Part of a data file
** begin **

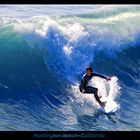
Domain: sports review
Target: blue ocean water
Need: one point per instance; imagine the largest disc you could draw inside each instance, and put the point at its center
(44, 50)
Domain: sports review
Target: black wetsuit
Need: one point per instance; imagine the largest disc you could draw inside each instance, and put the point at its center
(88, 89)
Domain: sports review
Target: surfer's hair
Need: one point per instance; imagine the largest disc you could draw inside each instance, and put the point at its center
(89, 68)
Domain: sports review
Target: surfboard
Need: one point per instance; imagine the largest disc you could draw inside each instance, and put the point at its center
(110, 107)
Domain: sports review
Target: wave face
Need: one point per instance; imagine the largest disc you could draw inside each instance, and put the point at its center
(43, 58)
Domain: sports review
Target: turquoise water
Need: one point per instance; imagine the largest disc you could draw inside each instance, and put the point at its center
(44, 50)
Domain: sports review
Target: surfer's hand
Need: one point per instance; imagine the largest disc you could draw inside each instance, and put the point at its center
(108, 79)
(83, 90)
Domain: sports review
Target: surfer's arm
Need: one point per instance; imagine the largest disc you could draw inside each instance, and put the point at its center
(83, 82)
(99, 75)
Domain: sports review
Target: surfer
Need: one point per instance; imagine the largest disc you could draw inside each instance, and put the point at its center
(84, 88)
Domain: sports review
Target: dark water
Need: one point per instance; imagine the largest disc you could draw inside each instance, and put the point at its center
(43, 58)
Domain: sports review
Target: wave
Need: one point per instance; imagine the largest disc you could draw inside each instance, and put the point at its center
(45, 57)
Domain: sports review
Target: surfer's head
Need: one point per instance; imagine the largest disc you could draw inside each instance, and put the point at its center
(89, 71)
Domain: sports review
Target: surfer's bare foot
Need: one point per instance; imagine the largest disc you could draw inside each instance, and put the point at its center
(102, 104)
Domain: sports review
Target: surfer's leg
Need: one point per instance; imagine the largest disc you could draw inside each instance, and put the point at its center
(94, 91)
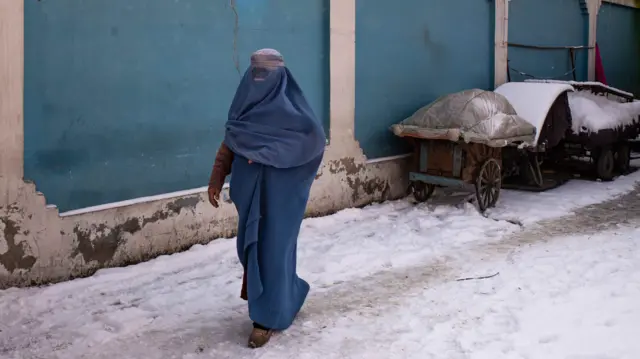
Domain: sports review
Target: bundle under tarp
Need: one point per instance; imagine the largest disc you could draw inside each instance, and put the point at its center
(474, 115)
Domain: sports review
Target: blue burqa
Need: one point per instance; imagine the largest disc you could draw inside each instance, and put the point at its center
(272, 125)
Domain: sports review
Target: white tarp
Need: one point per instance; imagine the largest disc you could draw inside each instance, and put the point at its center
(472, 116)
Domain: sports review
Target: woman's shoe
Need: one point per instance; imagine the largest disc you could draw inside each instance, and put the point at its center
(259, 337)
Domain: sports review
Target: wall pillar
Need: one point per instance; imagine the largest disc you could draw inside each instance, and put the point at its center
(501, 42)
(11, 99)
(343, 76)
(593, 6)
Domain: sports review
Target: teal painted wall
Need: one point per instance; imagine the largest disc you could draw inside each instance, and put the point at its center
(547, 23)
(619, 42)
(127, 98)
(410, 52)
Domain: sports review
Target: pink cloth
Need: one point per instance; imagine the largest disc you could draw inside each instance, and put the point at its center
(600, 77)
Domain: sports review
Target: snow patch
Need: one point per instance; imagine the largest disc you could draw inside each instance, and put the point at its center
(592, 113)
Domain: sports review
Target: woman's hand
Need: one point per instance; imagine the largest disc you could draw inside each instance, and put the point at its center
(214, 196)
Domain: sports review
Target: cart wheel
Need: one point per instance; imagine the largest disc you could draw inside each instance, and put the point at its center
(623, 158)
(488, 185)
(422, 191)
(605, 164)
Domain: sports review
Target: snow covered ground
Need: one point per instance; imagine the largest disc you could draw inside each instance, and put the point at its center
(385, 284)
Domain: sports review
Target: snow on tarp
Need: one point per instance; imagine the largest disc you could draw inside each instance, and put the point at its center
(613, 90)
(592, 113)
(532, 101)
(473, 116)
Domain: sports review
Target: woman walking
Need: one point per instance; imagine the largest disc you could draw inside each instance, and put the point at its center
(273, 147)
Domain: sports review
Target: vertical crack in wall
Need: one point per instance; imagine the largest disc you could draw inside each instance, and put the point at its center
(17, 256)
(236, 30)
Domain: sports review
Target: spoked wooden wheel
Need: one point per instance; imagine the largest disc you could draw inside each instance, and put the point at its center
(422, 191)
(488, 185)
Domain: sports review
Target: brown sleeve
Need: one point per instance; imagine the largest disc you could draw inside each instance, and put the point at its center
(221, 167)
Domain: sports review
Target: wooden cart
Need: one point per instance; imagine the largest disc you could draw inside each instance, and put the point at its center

** end **
** begin **

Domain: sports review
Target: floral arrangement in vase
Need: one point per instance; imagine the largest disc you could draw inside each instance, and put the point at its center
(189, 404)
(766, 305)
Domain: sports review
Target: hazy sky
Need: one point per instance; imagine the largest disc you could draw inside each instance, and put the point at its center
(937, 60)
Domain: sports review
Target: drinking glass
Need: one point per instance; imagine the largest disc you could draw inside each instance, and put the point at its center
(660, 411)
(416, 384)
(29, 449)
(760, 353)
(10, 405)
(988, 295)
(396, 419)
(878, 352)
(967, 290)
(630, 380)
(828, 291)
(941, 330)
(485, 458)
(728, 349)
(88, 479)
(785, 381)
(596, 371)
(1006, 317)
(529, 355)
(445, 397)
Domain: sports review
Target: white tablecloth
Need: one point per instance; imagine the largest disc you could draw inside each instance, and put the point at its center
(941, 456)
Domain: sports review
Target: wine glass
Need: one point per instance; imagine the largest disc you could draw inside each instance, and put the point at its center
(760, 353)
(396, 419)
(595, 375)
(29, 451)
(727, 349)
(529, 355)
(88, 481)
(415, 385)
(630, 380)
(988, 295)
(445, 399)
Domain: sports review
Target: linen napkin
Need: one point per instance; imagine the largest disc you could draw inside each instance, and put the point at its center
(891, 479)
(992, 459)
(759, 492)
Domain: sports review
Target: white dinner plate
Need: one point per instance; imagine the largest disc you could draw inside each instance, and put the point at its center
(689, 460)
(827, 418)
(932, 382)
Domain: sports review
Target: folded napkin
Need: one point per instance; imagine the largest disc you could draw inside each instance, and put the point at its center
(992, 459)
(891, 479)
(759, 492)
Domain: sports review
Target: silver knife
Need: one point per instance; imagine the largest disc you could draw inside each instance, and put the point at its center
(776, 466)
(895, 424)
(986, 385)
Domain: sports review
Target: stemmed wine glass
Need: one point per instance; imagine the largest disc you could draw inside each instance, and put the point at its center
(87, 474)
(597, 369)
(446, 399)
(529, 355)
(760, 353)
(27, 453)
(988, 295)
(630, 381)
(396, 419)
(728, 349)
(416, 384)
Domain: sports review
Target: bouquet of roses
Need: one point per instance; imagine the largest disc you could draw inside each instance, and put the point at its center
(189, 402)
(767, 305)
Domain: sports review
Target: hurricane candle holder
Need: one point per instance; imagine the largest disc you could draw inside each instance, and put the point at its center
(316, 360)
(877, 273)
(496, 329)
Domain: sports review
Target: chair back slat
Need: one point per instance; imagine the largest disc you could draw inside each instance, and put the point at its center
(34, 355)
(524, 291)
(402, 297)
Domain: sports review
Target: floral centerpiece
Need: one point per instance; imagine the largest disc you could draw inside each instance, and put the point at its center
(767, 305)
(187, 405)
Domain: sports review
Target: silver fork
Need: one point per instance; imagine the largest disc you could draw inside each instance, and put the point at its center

** end **

Select every line in the listing above that contains the word "tarp", and copy each one. Case counts.

Target: bundle under tarp
Target: white tarp
Target: snow on tarp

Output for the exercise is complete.